---------- Angezeigter Text ----------
Viele werdende Mütter haben einen leicht erhöhten Blutzuckerspiegel, da sich der Stoffwechsel im Verlauf der Schwangerschaft verändert und dadurch Glukose nach einer Mahlzeit langsamer aus dem Blut in die Körperzellen aufgenommen wird. Treten jedoch zu hohe Blutzuckerwerte auf, liegt ein Gestationsdiabetes vor. Dies ist der in etwa 2 bis 5 Prozent der Schwangerschaften der Fall. Diese Stoffwechselstörung wird auch als Schwangerschaftsdiabetes bezeichnete und durch eine Ernährungsumstellung behandelt. In manchen Fällen ist aber auch eine medikamentöse Therapie notwendig. Nach der Schwangerschaft normalisieren sich die Werte in der Regel wieder, nur selten geht ein Gestationsdiabetes unmittelbar in einen Typ-2-Diabetes über. Allen betroffenen Frauen wird jedoch geraten, nach der Geburt ihrer Kinder zur Nachsorge zu gehen, da sie ein erhöhtes Risiko haben, einen Typ-2-Diabetes zu entwickeln.
Forschende der Universität Düsseldorf und des Deutschen Diabetes-Zentrums (DDZ) haben nun in einer Studie ermittelt, wie viele der Frauen mit Gestationsdiabetes nach der Entbindung die angebotenen Untersuchungen überhaupt wahrnehmen. Dazu haben die Studienleiterin Professorin Dr. Andrea Icks und ihr Team die Daten von fast 13.000 Frauen aus dem bundesweiten GestDiab-Register analysiert, die im Zeitraum zwischen 2015 und 2017 eine Gestationsdiabetes-Diagnose erhalten hatten. Die Ergebnisse: „Mehr als 60 Prozent der Frauen mit Gestationsdiabetes haben kein Screening nach der Geburt in Anspruch genommen“, wird Prof. Icks in einer Pressemitteilung des DDZ zitiert. Nur 38,2 Prozent der Frauen aus dieser Stichprobe haben demnach an einer solchen Untersuchung teilgenommen.
---------- Entnommene Daten ----------
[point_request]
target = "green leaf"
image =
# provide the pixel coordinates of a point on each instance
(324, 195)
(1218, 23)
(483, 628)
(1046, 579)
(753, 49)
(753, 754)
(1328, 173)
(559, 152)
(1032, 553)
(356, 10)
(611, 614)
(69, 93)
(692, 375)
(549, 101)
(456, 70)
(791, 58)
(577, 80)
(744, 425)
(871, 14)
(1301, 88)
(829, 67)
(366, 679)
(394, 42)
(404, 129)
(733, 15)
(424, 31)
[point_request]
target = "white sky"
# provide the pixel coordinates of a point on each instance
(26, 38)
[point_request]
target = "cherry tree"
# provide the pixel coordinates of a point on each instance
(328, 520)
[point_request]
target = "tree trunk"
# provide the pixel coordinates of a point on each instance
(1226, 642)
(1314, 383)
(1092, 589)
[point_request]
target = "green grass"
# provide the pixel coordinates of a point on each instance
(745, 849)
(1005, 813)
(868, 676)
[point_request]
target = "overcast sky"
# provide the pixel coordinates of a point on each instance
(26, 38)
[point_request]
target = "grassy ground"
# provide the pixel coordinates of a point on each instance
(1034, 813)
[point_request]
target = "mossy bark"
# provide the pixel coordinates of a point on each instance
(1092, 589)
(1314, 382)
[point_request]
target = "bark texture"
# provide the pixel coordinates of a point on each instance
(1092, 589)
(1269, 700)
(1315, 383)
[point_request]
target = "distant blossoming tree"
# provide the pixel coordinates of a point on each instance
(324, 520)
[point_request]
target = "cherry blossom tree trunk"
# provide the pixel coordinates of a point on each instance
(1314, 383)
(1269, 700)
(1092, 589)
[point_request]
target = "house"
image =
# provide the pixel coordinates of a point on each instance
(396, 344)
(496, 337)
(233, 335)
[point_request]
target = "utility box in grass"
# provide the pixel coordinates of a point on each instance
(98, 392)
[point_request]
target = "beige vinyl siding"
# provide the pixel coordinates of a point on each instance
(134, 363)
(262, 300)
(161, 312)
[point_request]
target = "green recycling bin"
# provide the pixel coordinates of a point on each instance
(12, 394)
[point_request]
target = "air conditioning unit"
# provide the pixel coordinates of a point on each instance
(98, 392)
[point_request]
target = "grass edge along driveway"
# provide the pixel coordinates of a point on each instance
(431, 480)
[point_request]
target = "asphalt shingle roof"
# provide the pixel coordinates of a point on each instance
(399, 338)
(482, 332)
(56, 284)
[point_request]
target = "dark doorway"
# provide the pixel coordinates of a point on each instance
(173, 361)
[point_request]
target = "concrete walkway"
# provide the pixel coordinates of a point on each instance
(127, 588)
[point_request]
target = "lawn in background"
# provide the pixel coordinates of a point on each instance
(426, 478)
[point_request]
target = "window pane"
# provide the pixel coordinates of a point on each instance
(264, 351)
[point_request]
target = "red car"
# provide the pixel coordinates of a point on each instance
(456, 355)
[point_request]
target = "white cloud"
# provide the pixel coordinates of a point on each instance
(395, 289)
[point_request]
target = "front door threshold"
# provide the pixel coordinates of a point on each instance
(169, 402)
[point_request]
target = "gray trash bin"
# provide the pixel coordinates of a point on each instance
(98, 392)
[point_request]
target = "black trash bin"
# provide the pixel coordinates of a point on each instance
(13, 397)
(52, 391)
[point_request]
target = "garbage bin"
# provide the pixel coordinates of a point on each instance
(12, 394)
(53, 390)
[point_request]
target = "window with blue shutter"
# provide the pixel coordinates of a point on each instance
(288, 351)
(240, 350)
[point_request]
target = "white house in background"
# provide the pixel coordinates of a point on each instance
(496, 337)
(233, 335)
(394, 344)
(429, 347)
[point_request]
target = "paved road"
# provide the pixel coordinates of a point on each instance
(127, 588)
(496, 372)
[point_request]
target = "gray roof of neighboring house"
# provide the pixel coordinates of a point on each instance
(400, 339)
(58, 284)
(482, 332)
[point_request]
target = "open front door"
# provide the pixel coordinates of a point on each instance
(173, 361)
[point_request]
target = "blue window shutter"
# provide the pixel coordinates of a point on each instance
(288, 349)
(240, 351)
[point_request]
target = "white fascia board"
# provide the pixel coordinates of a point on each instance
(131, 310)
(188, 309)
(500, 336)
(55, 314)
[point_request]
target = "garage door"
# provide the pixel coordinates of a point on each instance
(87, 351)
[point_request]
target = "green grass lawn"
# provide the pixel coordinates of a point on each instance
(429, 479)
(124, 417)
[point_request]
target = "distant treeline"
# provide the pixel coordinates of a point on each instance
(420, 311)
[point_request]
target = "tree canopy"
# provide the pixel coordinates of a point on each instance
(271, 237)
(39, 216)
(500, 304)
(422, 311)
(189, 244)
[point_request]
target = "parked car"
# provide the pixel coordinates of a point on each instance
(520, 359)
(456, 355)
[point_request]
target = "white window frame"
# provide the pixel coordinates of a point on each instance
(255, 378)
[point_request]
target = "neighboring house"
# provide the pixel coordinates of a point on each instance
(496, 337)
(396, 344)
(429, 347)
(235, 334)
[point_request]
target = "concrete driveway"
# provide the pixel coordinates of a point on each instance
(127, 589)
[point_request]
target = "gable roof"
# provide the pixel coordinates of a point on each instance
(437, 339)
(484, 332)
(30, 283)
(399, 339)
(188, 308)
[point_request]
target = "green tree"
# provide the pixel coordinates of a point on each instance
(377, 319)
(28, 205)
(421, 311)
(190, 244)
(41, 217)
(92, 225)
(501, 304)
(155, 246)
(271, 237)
----------
* Zu bearbeiten
Stimmen die folgenden Aussagen mit dem Text über Gestationsdiabetes überein? Antworte jeweils mit Ja oder Nein und zitiere die entscheidenden Worte des Textes wörtlich.
(a) Ein Gestationsdiabetes geht meist direkt in einen Typ-2-Diabetes über.
(b) Ausgewertet wurden Daten von Frauen, die zwischen 2015 und 2017 die Diagnose Gestationsdiabetes erhalten hatten.
(c) Mehr als die Hälfte der Frauen aus der Stichprobe nahm nach der Geburt an einer Untersuchung teil.

* Antwort zur Aufgabe
(a) Nein: „nur selten geht ein Gestationsdiabetes unmittelbar in einen Typ-2-Diabetes über“
(b) Ja: „die im Zeitraum zwischen 2015 und 2017 eine Gestationsdiabetes-Diagnose erhalten hatten“
(c) Nein: „Nur 38,2 Prozent der Frauen aus dieser Stichprobe haben demnach an einer solchen Untersuchung teilgenommen.“